- **Trecho do documento**
>>>

Mas, é claro, há sempre uma pedra no sapato de quem anda bastante. O cansaço e a dúvida entre dedicar-se à matéria ou aos palestrantes do programa além do fato de os dias parecerem os-mais-rápidos-do-mundo foram os maiores contribuintes à tranquilidade caótica que nossa profissão gentilmente nos oferece. O tempo por aqui correu, os dias foram apertados e, as noites de sono, mal-dormidas. Cafés engolidos, corridas pelas ruas, ônibus perdidos, sono, fontes monossilábicas, desencontros. Mas o gostoso de ver é que, apesar de toda a loucura, concordamos com o que disse o Caio: “sujamos os sapatos” como nunca o fizemos na faculdade. Apesar do frio, como disse a Joelma, fomos acolhidos. A sensação de “dever cumprido” é uma das melhores, e o reconhecimento é coletivo. Ao final, acho que podemos juntar todos os “opens” de pão, de vento, de wi-fi e de jornalismo em três “opens” principais, resumidos: open de aprendizagem, de experiência e de novas amizades. Ninguém aqui conseguiria voltar para São Paulo do mesmo jeito que veio.

<<<

- **Itens fornecidos**
>>>

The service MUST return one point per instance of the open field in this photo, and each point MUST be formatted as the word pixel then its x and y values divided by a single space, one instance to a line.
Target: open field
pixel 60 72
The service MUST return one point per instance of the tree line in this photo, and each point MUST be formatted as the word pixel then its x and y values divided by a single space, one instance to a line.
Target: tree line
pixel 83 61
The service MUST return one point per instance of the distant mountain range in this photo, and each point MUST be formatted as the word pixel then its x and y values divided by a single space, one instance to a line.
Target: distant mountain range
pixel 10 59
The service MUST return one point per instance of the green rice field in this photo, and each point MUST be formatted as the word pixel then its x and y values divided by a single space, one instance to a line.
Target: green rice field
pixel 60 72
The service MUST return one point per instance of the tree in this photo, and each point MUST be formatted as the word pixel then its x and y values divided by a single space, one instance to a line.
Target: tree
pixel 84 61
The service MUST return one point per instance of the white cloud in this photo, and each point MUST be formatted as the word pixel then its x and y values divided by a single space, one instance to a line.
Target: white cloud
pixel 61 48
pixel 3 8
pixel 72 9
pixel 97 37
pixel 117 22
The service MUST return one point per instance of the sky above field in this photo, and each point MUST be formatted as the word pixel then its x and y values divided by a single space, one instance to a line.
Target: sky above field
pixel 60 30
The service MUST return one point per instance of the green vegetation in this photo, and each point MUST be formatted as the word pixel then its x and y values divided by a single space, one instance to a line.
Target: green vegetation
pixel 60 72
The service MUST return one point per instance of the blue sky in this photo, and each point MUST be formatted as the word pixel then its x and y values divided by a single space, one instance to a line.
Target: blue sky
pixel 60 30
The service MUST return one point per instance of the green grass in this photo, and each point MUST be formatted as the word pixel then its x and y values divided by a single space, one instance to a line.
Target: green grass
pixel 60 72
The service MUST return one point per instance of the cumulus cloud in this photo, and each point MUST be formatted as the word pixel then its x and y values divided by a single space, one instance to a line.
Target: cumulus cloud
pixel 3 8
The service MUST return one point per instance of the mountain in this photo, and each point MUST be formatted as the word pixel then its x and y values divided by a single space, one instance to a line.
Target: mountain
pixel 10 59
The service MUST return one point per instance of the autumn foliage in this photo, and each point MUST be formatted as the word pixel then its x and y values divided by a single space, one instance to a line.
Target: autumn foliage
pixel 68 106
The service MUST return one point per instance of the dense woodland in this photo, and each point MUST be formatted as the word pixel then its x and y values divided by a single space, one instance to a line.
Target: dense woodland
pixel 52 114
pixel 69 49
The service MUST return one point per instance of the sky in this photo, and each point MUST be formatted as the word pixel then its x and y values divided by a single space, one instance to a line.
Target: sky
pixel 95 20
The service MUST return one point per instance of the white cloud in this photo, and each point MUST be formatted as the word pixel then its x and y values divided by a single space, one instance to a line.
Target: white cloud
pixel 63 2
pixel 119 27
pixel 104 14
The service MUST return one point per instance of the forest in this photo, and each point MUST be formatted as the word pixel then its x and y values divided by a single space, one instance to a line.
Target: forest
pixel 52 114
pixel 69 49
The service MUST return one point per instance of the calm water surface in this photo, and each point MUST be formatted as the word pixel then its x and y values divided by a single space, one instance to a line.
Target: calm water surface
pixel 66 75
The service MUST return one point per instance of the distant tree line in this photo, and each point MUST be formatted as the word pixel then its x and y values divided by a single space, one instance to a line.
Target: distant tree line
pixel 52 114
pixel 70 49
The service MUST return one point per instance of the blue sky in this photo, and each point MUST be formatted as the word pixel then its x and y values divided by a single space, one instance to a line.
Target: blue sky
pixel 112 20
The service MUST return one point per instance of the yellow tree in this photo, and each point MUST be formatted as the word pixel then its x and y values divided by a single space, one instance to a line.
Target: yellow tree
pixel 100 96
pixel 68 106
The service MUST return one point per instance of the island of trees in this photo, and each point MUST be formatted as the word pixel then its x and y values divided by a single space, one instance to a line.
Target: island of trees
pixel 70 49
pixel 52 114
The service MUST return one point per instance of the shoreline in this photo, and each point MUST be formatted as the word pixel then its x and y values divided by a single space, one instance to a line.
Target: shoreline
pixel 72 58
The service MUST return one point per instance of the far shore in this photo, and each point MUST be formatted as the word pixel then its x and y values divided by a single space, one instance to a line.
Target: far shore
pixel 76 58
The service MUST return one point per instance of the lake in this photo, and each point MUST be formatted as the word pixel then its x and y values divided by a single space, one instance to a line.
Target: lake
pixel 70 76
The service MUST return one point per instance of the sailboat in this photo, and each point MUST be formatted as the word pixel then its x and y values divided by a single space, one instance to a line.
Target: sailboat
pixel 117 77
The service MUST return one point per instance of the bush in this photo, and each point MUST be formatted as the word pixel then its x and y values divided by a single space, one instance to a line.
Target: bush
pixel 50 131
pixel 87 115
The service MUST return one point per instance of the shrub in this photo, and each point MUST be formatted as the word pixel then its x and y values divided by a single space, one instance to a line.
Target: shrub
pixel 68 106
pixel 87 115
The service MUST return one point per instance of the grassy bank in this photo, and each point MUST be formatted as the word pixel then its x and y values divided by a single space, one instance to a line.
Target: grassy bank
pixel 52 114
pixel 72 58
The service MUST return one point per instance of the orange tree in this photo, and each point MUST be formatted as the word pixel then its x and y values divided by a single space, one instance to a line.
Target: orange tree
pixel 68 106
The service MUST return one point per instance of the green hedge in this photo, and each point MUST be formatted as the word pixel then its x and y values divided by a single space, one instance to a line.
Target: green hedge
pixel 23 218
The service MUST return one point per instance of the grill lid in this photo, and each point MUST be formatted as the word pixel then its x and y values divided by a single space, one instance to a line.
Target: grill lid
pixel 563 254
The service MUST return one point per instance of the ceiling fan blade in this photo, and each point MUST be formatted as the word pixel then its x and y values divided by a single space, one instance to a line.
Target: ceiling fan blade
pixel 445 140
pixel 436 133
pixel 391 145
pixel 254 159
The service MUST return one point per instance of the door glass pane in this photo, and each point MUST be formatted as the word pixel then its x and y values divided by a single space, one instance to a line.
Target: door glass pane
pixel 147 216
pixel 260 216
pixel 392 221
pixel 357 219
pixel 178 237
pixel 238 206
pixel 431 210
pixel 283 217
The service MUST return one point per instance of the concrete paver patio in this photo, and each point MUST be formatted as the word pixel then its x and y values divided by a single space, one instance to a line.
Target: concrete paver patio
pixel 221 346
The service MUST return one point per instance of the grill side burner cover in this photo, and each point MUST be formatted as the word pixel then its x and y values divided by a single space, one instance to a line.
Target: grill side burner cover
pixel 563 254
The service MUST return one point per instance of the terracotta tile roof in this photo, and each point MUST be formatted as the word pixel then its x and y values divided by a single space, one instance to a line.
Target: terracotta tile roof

<<<

- **Aplique a leitura**
A. Em que três “opens” principais o relato resume a experiência vivida?
B. Escreva a continuação do relato sobre o programa, a partir da última frase.
Os itens são um material à parte, sem relação com o relato.

- **Respostas das tarefas**
A. Open de aprendizagem, de experiência e de novas amizades.

B.
Conversando com nosso grupo, Clovis Rossi ressaltou que a sorte tem um papel nada desprezível na profissão. É aquela velha questão, de estar-no-lugar-certo-e-na-hora-certa. Alejandro também experimentou esse “fator sorte” quando foi contratado “graças” à ausência, por motivo de doença, de um dos selecionados, na hora de assumir o cargo. Mas a sorte, sozinha, não é suficiente: a dedicação diária é fundamental. O fazer bem feito nem sempre resulta em sucesso, devido às adversidades, injustiças e incoerências que podemos encontrar durante nossa trajetória – e, afinal, quem foi que falou que a vida é coerente? Mesmo com muita dedicação, Alejandro não escapou de sofrer muitas frustrações e humilhações de um chefe que teve no início de sua carreira – “você escreve com as patas” foi uma das recorrentes frases que era obrigado a ouvir.
Por casualidade – ou destino, ou sorte – o Jornalismo sem Fronteiras surgiu na vida de cada um de nós entre os dias 10 e 17 de julho de 2012. Mergulhamos na oportunidade que tivemos de mostrar toda a nossa dedicação. Sorte, acrescida de empolgação, em meio a um grupo dedicadíssimo e um país completamente receptivo. Estávamos lá: hora e lugar certos.